- [EXTRACTED DATA]:
────────────────
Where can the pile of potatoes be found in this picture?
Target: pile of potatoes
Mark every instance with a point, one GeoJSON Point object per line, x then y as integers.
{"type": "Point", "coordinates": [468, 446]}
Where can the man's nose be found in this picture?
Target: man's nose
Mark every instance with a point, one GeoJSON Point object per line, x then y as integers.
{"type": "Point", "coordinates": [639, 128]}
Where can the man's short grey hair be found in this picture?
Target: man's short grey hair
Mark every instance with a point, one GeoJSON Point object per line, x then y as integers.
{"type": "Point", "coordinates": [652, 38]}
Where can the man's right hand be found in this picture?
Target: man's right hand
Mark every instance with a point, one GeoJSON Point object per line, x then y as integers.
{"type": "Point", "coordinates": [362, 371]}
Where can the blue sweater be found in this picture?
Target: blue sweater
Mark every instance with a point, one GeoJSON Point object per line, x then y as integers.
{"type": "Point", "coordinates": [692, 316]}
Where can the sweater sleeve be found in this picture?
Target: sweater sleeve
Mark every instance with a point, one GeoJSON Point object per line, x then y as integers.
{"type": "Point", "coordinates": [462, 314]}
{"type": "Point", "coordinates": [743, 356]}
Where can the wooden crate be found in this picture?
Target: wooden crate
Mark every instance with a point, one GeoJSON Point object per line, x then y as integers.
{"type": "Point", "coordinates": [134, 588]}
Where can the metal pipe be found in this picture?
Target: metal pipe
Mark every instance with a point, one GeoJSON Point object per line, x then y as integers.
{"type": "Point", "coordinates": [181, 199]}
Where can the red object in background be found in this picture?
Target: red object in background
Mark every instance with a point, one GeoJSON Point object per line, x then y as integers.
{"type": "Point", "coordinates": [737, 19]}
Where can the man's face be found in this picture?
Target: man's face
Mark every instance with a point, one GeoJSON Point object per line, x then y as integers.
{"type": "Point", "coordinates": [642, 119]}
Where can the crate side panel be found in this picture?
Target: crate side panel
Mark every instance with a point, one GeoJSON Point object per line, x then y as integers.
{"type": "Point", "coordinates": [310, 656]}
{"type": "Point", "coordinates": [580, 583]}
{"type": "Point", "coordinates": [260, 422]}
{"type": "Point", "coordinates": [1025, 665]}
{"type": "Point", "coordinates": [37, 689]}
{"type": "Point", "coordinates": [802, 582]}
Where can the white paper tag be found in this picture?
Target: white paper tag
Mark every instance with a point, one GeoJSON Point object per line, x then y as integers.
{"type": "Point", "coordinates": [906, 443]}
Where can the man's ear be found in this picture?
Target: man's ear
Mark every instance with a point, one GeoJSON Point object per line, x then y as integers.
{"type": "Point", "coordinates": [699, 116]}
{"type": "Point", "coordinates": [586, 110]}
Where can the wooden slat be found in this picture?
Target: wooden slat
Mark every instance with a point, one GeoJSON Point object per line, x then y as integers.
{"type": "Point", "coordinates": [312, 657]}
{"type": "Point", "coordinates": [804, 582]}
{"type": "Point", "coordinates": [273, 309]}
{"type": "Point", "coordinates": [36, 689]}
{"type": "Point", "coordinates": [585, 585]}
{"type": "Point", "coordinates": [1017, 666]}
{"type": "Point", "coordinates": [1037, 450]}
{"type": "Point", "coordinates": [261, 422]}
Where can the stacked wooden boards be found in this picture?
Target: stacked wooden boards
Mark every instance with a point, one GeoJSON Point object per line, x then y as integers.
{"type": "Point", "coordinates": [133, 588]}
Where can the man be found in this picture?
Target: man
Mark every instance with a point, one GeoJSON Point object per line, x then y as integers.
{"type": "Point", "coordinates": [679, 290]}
────────────────
Rewrite the lines above, changing "wooden crate" to "wooden box" wherever it occurs and leaving everything else exactly as it is.

- [EXERCISE OUTPUT]:
Where can the pile of potatoes be found in this picture?
Target: pile of potatoes
Mark every instance with a point, one GeoJSON Point object per line, x then y as integers.
{"type": "Point", "coordinates": [468, 446]}
Where can the man's nose be found in this picture?
Target: man's nose
Mark every instance with a point, one GeoJSON Point object per line, x then y as integers.
{"type": "Point", "coordinates": [639, 128]}
Where can the man's short grey hair be found in this picture?
Target: man's short grey hair
Mark every instance with a point, one GeoJSON Point object per line, x then y as integers.
{"type": "Point", "coordinates": [652, 38]}
Where can the man's right hand be found in this picture?
Target: man's right hand
Mark every instance with a point, one GeoJSON Point object per line, x then y as integers.
{"type": "Point", "coordinates": [362, 371]}
Where can the blue sweater be found in this picture?
Target: blue sweater
Mark every instance with a point, one GeoJSON Point object per line, x then y as integers.
{"type": "Point", "coordinates": [692, 316]}
Where can the sweater sleeve be found in this picture?
Target: sweater sleeve
Mark every instance with a point, one GeoJSON Point object per line, x then y as integers.
{"type": "Point", "coordinates": [462, 314]}
{"type": "Point", "coordinates": [743, 356]}
Where can the wooden box be found in this picture?
Target: wooden box
Mark every instance with a point, one GeoJSON Point object per line, x then y as integers.
{"type": "Point", "coordinates": [134, 588]}
Where can the metal pipe be found in this picture?
Target: metal pipe
Mark every instance with a point, one GeoJSON Point object per line, x then y as integers.
{"type": "Point", "coordinates": [181, 199]}
Where can the red object in background be found in this picture?
Target: red object in background
Mark every instance with a point, one GeoJSON Point object per line, x then y as integers.
{"type": "Point", "coordinates": [737, 19]}
Where can the man's face be found in this picture?
Target: man's face
Mark every instance with a point, one GeoJSON Point object per line, x then y as integers.
{"type": "Point", "coordinates": [642, 119]}
Where can the crate side panel be found in this picture?
Target: crate side panel
Mark every instance with a point, one GeoJSON Point object per line, x then y as integers.
{"type": "Point", "coordinates": [310, 656]}
{"type": "Point", "coordinates": [580, 583]}
{"type": "Point", "coordinates": [260, 422]}
{"type": "Point", "coordinates": [1025, 665]}
{"type": "Point", "coordinates": [37, 689]}
{"type": "Point", "coordinates": [802, 582]}
Where can the white paper tag be found in this picture?
Target: white paper tag
Mark every instance with a point, one GeoJSON Point object per line, x then y as integers.
{"type": "Point", "coordinates": [906, 443]}
Where can the man's ear be found in this picture?
Target: man's ear
Mark every instance with a point, one GeoJSON Point object per line, x then y as integers.
{"type": "Point", "coordinates": [699, 116]}
{"type": "Point", "coordinates": [586, 110]}
Where can the wooden slat be found in this picture?
Target: wooden slat
Mark every instance with a point, one GeoJSON Point object per line, x then y as integers.
{"type": "Point", "coordinates": [312, 657]}
{"type": "Point", "coordinates": [804, 582]}
{"type": "Point", "coordinates": [273, 309]}
{"type": "Point", "coordinates": [36, 689]}
{"type": "Point", "coordinates": [585, 585]}
{"type": "Point", "coordinates": [1017, 666]}
{"type": "Point", "coordinates": [1037, 450]}
{"type": "Point", "coordinates": [261, 422]}
Where can the stacked wooden boards be found in this picture?
Target: stacked wooden boards
Mark every instance with a point, one GeoJSON Point object per line, x then y as integers.
{"type": "Point", "coordinates": [133, 588]}
Where can the man be found in this picture?
Target: man
Mark every instance with a point, one GeoJSON Point object per line, x then y as integers.
{"type": "Point", "coordinates": [679, 290]}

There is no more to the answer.